(Referring expression data)
________
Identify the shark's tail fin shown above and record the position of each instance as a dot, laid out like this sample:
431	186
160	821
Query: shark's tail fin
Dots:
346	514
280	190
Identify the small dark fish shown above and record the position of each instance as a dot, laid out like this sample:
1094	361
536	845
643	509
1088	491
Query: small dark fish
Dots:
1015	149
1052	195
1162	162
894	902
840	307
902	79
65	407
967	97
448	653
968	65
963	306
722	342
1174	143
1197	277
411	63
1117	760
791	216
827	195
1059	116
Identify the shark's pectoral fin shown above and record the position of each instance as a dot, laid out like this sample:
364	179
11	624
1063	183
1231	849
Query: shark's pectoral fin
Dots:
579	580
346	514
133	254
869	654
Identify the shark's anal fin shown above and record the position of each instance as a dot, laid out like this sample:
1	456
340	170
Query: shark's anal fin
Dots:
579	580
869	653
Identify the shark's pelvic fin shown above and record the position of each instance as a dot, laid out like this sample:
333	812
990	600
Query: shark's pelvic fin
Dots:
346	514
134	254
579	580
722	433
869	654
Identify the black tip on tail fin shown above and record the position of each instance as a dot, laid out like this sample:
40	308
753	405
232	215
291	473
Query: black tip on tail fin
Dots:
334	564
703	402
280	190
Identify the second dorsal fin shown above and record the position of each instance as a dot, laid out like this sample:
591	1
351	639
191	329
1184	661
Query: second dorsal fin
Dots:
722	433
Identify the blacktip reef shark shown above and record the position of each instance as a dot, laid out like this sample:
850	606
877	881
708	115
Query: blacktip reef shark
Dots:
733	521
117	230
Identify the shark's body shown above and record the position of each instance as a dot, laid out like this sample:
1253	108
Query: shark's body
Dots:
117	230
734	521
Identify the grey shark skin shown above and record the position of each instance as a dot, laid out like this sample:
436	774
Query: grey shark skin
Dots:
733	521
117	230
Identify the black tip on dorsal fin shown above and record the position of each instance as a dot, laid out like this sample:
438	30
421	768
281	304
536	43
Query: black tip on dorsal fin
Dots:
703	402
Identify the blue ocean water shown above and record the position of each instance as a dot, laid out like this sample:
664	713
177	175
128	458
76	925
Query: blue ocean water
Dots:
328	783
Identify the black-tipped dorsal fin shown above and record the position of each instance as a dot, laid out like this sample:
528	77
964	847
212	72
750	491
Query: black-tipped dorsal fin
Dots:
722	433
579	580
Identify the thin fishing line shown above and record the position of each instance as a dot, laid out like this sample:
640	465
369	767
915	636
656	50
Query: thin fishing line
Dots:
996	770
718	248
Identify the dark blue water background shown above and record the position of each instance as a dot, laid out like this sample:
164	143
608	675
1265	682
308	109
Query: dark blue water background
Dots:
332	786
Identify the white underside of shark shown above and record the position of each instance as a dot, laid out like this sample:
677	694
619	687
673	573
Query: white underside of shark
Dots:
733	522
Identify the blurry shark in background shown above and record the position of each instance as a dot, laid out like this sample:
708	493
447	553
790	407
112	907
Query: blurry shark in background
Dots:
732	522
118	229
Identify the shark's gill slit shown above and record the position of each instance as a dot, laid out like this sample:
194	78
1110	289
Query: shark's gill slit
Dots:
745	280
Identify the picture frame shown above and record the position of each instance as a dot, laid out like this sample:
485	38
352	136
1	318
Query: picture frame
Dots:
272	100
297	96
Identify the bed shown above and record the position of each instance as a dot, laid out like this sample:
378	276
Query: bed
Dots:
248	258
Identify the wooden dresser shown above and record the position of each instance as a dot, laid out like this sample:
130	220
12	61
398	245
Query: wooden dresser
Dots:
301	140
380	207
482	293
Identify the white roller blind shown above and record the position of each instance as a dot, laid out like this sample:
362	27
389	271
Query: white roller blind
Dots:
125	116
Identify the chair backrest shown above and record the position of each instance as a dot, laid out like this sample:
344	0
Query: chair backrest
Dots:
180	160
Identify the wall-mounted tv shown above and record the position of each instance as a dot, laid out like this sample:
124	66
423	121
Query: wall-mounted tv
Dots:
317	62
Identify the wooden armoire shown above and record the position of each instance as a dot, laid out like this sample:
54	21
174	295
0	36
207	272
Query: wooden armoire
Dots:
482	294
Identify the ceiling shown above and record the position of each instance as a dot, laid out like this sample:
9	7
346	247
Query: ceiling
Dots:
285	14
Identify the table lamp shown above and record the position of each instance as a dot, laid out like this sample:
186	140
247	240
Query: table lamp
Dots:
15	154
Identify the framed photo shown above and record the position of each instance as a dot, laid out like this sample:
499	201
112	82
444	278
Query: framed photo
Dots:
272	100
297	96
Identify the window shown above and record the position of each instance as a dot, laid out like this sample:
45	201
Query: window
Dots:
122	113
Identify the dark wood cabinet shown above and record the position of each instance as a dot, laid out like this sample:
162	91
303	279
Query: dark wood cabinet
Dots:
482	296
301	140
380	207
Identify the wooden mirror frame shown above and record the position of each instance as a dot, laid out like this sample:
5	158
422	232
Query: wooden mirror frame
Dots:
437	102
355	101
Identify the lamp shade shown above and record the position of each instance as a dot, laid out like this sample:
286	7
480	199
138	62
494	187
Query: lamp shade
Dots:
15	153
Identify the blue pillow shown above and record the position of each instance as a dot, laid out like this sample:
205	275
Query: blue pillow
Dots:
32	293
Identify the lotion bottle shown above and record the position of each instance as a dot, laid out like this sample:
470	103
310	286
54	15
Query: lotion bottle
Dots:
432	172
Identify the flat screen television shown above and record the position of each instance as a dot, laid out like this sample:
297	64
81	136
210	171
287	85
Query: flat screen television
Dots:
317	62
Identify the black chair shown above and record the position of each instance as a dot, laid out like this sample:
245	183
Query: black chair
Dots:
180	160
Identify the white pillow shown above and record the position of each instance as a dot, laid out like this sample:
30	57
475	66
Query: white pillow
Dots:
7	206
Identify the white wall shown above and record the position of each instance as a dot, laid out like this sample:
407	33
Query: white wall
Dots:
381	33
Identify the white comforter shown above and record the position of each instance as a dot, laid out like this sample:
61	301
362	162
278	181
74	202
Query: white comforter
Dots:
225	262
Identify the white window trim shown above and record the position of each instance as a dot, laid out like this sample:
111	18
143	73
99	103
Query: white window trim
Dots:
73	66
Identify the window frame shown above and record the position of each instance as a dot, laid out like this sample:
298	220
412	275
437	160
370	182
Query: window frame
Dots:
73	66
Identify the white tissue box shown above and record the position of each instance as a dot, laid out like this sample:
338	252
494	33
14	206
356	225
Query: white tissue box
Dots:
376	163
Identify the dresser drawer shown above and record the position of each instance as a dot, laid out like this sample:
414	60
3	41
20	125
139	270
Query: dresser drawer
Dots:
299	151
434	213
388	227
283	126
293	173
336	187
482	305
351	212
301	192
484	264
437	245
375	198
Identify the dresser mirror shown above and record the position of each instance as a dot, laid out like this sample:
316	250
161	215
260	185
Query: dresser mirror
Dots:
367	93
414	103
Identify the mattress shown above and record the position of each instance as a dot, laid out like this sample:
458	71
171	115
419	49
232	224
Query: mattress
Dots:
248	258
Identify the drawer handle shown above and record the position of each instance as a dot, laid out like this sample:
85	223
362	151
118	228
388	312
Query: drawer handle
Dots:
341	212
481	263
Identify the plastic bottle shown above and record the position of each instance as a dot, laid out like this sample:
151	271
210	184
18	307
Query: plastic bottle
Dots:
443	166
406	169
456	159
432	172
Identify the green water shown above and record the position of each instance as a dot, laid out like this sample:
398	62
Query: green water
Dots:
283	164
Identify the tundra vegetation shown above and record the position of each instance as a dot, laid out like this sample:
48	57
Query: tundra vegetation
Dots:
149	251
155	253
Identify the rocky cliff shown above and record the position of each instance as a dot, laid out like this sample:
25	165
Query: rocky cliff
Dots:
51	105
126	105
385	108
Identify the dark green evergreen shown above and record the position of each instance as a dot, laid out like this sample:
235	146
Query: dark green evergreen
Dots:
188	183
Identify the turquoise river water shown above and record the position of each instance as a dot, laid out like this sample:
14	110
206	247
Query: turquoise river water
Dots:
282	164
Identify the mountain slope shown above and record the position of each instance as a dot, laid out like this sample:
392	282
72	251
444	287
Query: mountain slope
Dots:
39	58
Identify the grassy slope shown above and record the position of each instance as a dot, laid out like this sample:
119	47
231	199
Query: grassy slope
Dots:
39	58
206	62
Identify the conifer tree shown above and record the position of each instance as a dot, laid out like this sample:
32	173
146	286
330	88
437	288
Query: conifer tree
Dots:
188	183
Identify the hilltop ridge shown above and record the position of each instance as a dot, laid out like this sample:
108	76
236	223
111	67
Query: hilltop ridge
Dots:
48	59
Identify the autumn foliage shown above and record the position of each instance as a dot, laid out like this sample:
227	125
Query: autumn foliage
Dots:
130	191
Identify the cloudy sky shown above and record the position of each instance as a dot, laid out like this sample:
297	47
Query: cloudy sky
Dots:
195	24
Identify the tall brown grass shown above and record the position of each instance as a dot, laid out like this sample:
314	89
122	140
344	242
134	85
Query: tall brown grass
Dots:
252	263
________
_How to complete this task_
Out of the records above, pull each line containing the word "mattress".

_Task response_
Identify the mattress shown above and record the position of each instance as a dot, laid out like this sample:
Query: mattress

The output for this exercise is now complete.